─── SELECTED TEXT

To that decidedly not-standard profile of a State House power broker, add the fact that Rosenberg grew up in foster care and was completely on his own at age 18, with no familial or financial ties to his biological family or the foster home where he spent most of his youth.

In a 2009 newspaper column, Rosenberg wrote, “I understand what it’s like to be cast as ‘the other.’”

He will be the first Jewish legislator and first openly gay member to lead the Senate or House. He’ll also be the first leader from Western Massachusetts since the 1970s, when David Bartley was House speaker and his Holyoke neighbor Maurice Donahue served as Senate president.

Rosenberg’s experiences and his ability to identify with “the other” line up with a generally liberal policy outlook. But he eschews the idea of “identity politics,” and is known more for his role mediating disputes than for combative rhetoric of the left.

“I’m pragmatic,” he says. “I want to find the common ground to build the best solutions, and that often blends a range of policies coming from various directions. So I don’t label myself.”

──────

CHECK YOUR UNDERSTANDING
**A.** Repeat the part of the Rosenberg passage starting at "He will be the" and ending at "as Senate president.", word for word.
**B.** Name every person mentioned by name in the passage about Rosenberg.
**C.** Go on with the passage about Rosenberg from the point where it stops.

─── GIVEN ENTRIES

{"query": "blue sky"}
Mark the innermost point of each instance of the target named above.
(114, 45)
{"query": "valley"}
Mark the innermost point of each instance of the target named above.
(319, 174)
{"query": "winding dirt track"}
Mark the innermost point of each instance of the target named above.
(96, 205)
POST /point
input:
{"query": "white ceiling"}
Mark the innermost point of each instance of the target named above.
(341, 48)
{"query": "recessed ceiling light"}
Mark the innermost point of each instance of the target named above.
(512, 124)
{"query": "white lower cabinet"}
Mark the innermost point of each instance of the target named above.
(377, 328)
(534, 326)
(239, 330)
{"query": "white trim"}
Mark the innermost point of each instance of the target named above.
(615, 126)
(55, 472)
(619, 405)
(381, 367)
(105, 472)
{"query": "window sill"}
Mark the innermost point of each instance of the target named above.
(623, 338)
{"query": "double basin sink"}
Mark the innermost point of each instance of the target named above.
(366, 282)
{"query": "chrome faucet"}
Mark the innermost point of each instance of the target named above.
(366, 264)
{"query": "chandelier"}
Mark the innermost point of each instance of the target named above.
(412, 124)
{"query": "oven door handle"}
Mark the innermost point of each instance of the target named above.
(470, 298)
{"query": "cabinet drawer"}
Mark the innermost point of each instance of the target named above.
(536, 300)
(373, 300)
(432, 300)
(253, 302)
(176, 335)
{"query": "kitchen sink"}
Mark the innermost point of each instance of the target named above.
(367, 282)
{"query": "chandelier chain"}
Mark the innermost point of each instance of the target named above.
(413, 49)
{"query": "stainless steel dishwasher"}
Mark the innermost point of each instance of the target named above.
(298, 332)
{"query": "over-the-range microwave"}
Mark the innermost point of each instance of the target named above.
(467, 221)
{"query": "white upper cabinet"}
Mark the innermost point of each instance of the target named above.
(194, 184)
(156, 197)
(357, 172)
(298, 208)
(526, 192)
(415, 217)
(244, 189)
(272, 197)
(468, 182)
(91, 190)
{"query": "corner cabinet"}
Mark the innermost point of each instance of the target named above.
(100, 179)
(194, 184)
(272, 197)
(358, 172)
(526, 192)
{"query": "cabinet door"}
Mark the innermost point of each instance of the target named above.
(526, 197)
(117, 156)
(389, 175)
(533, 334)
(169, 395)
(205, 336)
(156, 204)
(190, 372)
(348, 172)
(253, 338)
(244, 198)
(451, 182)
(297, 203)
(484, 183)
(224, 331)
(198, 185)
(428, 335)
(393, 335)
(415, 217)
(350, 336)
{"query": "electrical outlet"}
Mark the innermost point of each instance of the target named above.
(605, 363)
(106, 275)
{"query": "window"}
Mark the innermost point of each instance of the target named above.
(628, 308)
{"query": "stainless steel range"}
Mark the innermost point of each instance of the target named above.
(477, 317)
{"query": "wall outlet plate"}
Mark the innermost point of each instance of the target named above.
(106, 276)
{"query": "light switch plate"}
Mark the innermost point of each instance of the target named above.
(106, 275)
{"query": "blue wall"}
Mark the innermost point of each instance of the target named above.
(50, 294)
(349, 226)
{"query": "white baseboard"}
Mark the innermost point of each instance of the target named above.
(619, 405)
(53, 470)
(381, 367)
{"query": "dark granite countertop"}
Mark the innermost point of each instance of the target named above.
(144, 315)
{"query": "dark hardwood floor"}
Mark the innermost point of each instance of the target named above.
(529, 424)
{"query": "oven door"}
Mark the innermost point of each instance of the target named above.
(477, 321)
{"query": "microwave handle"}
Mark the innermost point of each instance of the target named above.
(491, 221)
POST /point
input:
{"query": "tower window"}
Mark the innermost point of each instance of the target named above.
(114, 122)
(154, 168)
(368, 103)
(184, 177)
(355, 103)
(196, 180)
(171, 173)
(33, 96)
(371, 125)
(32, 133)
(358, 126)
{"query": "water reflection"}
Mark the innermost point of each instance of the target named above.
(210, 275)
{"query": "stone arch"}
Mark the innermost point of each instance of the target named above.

──────

RESULTS
**A.**
He will be the first Jewish legislator and first openly gay member to lead the Senate or House. He’ll also be the first leader from Western Massachusetts since the 1970s, when David Bartley was House speaker and his Holyoke neighbor Maurice Donahue served as Senate president.

**B.**
Rosenberg
David Bartley
Maurice Donahue

**C.**
But others certainly do, and liberal lawmakers who formed the base of Rosenberg’s support for the Senate presidency are, in the words of one State House wag, “licking their chops” at the prospect of one of their own at the helm. There is also lots of talk among senators of all stripes of a more open Senate, where members have a greater role than has been true under the more centralized power dynamic that has dominated both legislative branches in recent years.

A robust give-and-take and healthy debate of ideas is very much in keeping with Rosenberg’s leadership style and his appetite for digging into the substance of policy. But guiding a more freewheeling Senate, while making sure it also stays on track and gets things done, will be the ultimate test of his reputation for letting everyone have their say while also bringing resolution to issues in the often contentious world of State House politics.


It’s a sun-dappled August afternoon as Rosenberg arrives in Northfield, a picturesque Franklin County town in his district nestled against the Vermont and New Hampshire border. The occasion is the annual senior citizen picnic, and the tables under the shade of an open-air pavilion behind the town hall are already full. Rosenberg, along with the Franklin County sheriff and area district attorney, are the guest chefs, and they get to work grilling hamburgers and hot dogs. Once lunch is served, the officials each take a turn greeting the seniors.
‘I’m pragmatic. I want to find common ground and the best solutions. So I don’t label myself.’
Rosenberg tells his constituents that it’s been a busy and productive session at the State House. He remarks that there are open races this fall for four of the statewide constitutional offices, and then tells them not to overlook the four ballot questions, providing a helpful summary of each one.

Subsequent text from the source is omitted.